→ **ACTIONS TO TAKE**
1 > In the rename pull request, rewrite the stretch from "#align_import topology.fiber_bundle.trivialization from" through "the first coordinate.", changing "coordinate" to "component".
2 > Answer these questions from the rename pull request:
(a) What is LocalEquiv to be renamed to in a future PR?
(b) In the diff, which import takes the place of Mathlib.Topology.LocalHomeomorph?
(c) Which structure is declared as extending PartialHomeomorph Z (B × F)?

____ READING PASSAGE

LocalHomeomorph evokes a "local homeomorphism": this is not what this means. Instead, this is a homeomorphism on an open set of the domain (extended to the whole space, by the junk value pattern). Hence, partial homeomorphism is more appropriate, and avoids confusion with IsLocallyHomeomorph.

A future PR will rename LocalEquiv to PartialEquiv.

Zulip discussion

Diff
@@ -5,7 +5,7 @@ Authors: Sébastien Gouëzel
 -/
 import Mathlib.Data.Bundle
 import Mathlib.Topology.Algebra.Order.Field
-import Mathlib.Topology.LocalHomeomorph
+import Mathlib.Topology.PartialHomeomorph
 
 #align_import topology.fiber_bundle.trivialization from "leanprover-community/mathlib"@"e473c3198bb41f68560cab68a0529c854b618833"
 
@@ -304,12 +304,12 @@ variable [TopologicalSpace Z] [TopologicalSpace (TotalSpace F E)]
 sets of the form `proj ⁻¹' baseSet` and `baseSet × F`, acting trivially on the first coordinate.
 -/
 -- porting note: todo: was @[nolint has_nonempty_instance]
-structure Trivialization (proj : Z → B) extends LocalHomeomorph Z (B × F) where
+structure Trivialization (proj : Z → B) extends PartialHomeomorph Z (B × F) where
   baseSet : Set B
   open_baseSet : IsOpen baseSet
   source_eq : source = proj ⁻¹' baseSet
   target_eq : target = baseSet ×ˢ univ
-  proj_toFun : ∀ p ∈ source, (toLocalHomeomorph p).1 = proj p
+  proj_toFun : ∀ p ∈ source, (toPartialHomeomorph p).1 = proj p
 #align trivialization Trivialization
 
 namespace Trivialization
@@ -318,7 +318,7 @@ variable {F}
 variable (e : Trivialization F proj) {x : Z}
 
 @[ext]
-lemma ext' (e e' : Trivialization F proj) (h₁ : e.toLocalHomeomorph = e'.toLocalHomeomorph)

________
____ SUPPLIED DATA

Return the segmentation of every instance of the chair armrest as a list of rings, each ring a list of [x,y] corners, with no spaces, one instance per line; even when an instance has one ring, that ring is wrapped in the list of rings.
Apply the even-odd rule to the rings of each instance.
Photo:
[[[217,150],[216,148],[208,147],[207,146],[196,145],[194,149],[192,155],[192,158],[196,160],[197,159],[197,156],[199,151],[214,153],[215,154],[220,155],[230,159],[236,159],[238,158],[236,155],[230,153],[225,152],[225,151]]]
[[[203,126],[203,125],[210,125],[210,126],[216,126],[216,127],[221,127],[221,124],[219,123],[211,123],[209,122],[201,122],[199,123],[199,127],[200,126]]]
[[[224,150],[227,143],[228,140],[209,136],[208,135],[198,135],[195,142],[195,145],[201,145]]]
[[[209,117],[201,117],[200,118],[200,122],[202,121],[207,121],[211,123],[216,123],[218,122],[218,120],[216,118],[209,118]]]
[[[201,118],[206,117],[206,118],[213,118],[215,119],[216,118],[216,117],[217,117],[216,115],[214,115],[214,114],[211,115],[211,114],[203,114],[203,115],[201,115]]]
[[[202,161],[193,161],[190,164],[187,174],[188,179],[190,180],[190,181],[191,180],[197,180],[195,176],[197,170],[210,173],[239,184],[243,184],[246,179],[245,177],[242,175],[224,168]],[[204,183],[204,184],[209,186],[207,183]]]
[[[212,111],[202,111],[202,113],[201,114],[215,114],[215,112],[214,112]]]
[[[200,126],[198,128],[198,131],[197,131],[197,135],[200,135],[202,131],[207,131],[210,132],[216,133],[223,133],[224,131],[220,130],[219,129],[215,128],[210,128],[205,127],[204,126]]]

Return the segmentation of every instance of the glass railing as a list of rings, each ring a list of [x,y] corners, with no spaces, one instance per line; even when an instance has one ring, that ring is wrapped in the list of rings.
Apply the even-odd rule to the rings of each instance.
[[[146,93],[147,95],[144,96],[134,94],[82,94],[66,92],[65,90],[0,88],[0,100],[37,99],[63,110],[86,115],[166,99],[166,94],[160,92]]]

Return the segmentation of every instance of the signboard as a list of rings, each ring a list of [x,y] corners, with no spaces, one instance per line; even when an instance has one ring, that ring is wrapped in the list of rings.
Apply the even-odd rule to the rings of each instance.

________

→ **SOLVED PROBLEMS**
1 >
#align_import topology.fiber_bundle.trivialization from "leanprover-community/mathlib"@"e473c3198bb41f68560cab68a0529c854b618833"
 
@@ -304,12 +304,12 @@ variable [TopologicalSpace Z] [TopologicalSpace (TotalSpace F E)]
 sets of the form `proj ⁻¹' baseSet` and `baseSet × F`, acting trivially on the first component.

2 >
(a) PartialEquiv
(b) Mathlib.Topology.PartialHomeomorph
(c) Trivialization